Text shown →
The basic rental price models in this study include 4 types: HPM, GWR, FCNN and the proposed FCNN–GWR model. The locational and neighborhood variables of the house include 3 kinds: traditional variables, distance-based variables, and quantity-based variables. For these 4 basic models, all 3 kinds of locational and neighborhood variables will be respectively employed, and the fitting results will be compared. The corresponding experimental groups are labeled as traditional HPM, distance-based HPM, quantity-based HPM, traditional GWR, distance-based GWR, quantity-based GWR, traditional FCNN, distance-based FCNN, quantity-based FCNN, traditional FCNN-GWR, distance-based FCNN-GWR, and quantity-based FCNN-GWR. For the traditional HPM, GWR, FCNN, and FCNN–GWR experiments, the explanatory variables are 20 structural variables and 9 traditional locational and neighborhood variables with no multicollinearity. For the distance-based HPM, GWR, FCNN, and FCNN–GWR experiments, the explanatory variables are the structural variables and 134 distance-based locational and neighborhood variables. For the quantity-based HPM, GWR, FCNN, and FCNN–GWR experiments, the explanatory variables are the structural variables and 134 quantity-based locational and neighborhood variables.

In all of the experiments, the data are divided into a 70% training set and a 30% test set. First, each model would be fitted or trained on the training set; then, the model would be executed on the test set to access the fitting accuracy and predictive power for unknown samples. To enhance the reliability of the experiment, a shuffle and split cross-validation is carried out. The training set and test set are shuffled 4 times, and the results are averaged finally in case that they are determined by inaccurate information.

Several accuracy assessment indicators are calculated to appraise the performance of the above models, referring to existing studies [13,31] and commonly adopted indicators, including the Pearson’s correlation coefficient (Pearson R), the adjusted coefficient of determination (adj R²), the root mean square error (RMSE) and its percentage (%RMSE), and the mean absolute error (MAE) and its percentage (%MAE):

\begin{array}{l} Pearson R = \frac{\sum_{i = 1}^{n} (r_{i, o} - \bar{r_{o}}) (r_{i, s} - \bar{r_{s}})}{\sqrt{\sum_{i = 1}^{n} {(r_{i, o} - \bar{r_{o}})}^{2}} \sqrt{\sum_{i = 1}^{n} {(r_{i, s} - \bar{r_{s}})}^{2}}} \\ R^{2} = \frac{n \sum_{i = 1}^{n} r_{i, o} r_{i, s} - \sum_{i = 1}^{n} r_{i, o} \sum_{i = 1}^{n} r_{i, s}}{\sqrt{n \sum_{i = 1}^{n} r_{i, o}^{2} - {(\sum_{i = 1}^{n} r_{i, o})}^{2}} \sqrt{n \sum_{i = 1}^{n} r_{i, s}^{2} - {(\sum_{i = 1}^{n} r_{i, s})}^{2}}} \\ adj R^{2} = \frac{(1 - R^{2}) (n - 1)}{n - m - 1} \\ RMSE = \sqrt{\frac{\sum_{i = 1}^{n} {(r_{i, o} - r_{i, s})}^{2}}{n}} \\ % RMSE = \sqrt{\frac{\sum_{i = 1}^{n} {(r_{i, o} - r_{i, s})}^{2}}{n}} / \bar{r_{o}} \\ MAE = \frac{\sum_{i = 1}^{n} | r_{i, o} - r_{i, s} |}{n} \\ % MAE = \frac{\sum_{i = 1}^{n} | r_{i, o} - r_{i, s} | / r_{i, o}}{n} \end{array}

where r_i;o and r_i;s are the observed and simulated rental prices for the ith house (unit: RMB/m²/month), and n is the number of rental houses in each dataset.

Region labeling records
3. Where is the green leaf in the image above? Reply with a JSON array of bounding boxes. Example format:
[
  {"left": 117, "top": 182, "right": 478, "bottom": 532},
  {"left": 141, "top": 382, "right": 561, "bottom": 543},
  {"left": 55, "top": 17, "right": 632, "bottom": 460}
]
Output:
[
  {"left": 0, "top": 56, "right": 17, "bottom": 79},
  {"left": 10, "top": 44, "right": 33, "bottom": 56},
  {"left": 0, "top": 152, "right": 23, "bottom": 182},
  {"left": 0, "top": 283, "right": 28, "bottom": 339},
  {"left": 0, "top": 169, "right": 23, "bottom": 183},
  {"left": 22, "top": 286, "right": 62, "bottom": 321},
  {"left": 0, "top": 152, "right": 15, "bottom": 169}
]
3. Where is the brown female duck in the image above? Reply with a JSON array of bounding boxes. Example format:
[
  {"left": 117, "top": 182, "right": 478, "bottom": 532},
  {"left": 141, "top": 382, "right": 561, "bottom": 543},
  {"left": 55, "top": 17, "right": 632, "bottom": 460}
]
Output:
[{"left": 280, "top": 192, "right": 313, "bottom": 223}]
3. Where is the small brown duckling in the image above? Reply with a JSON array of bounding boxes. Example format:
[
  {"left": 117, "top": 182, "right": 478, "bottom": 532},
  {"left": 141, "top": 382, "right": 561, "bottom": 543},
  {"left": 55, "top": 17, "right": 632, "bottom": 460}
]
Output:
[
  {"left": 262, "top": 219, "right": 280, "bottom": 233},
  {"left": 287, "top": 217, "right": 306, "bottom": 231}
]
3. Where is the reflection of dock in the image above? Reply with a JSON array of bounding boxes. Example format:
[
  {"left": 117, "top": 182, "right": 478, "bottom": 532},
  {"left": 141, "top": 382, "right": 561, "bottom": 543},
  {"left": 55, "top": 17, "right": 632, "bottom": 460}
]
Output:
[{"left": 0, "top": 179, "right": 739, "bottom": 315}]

Tasks to perform →
• a. Please output the part of the rental price text that begins at the words "In all of the" and stops after "by inaccurate information.".
• b. Answer these questions using the rental price text:
(i) What share of the data is set aside as the test set?
(ii) How many times are the training and test sets shuffled?
(iii) How many structural variables serve as explanatory variables in the traditional experiments?
• c. Write the next part of the rental price text, picking up after its final sentence.
The data come from a separate source and are unrelated to the rental price text.

Exercise responses →
• a.
In all of the experiments, the data are divided into a 70% training set and a 30% test set. First, each model would be fitted or trained on the training set; then, the model would be executed on the test set to access the fitting accuracy and predictive power for unknown samples. To enhance the reliability of the experiment, a shuffle and split cross-validation is carried out. The training set and test set are shuffled 4 times, and the results are averaged finally in case that they are determined by inaccurate information.

• b.
(i) 30%
(ii) 4 times
(iii) 20

• c.
5. Results and Discussions

In this section the above-mentioned models will be conducted and analyzed. Since there are many data included in this research, not all of them are able to be displayed in this limited paper. In some cases, the results of Wuhan are preferentially demonstrated as the example, and the data of other cities (Nanjing, Beijing, Xi’an) are employed to strengthen and verify our models and results.

5.1. HPM Results

The HPM model was implemented with MLR, and the result is shown in Table 3. For the traditional HPM of the Wuhan dataset, the value of R² is 0.520, suggesting that 52.0% of the variance in the house rental price is explained by this model. The results of other cities are similar. The value of R² is 0.509, 0.663, 0.342 in Nanjing, Beijing, and Xi’an. The HPM can abstract and generalize the factors, and global patterns of the rental prices can be comprehended through it [24,25]. However, the accuracy of the traditional HPM is not high and cannot meet the requirements for estimating and forecasting the price. The results in Table 3 show that the R² values of the distance-based HPM and quantity-based HPM reach 0.623 and 0.746 respectively in Wuhan, which can explain 62.3% and 74.6% of the variance in the rental price. The results of other cities also represent that the distance-based and quantity-based HPM apparently fits better than the traditional HPM. As the quantity-based variables can more comprehensively reflect the characteristics of the house with more geographic objects considered and with a comprehensive geographical perspective, they can greatly increase the accuracy of MLR fitting of its rental price.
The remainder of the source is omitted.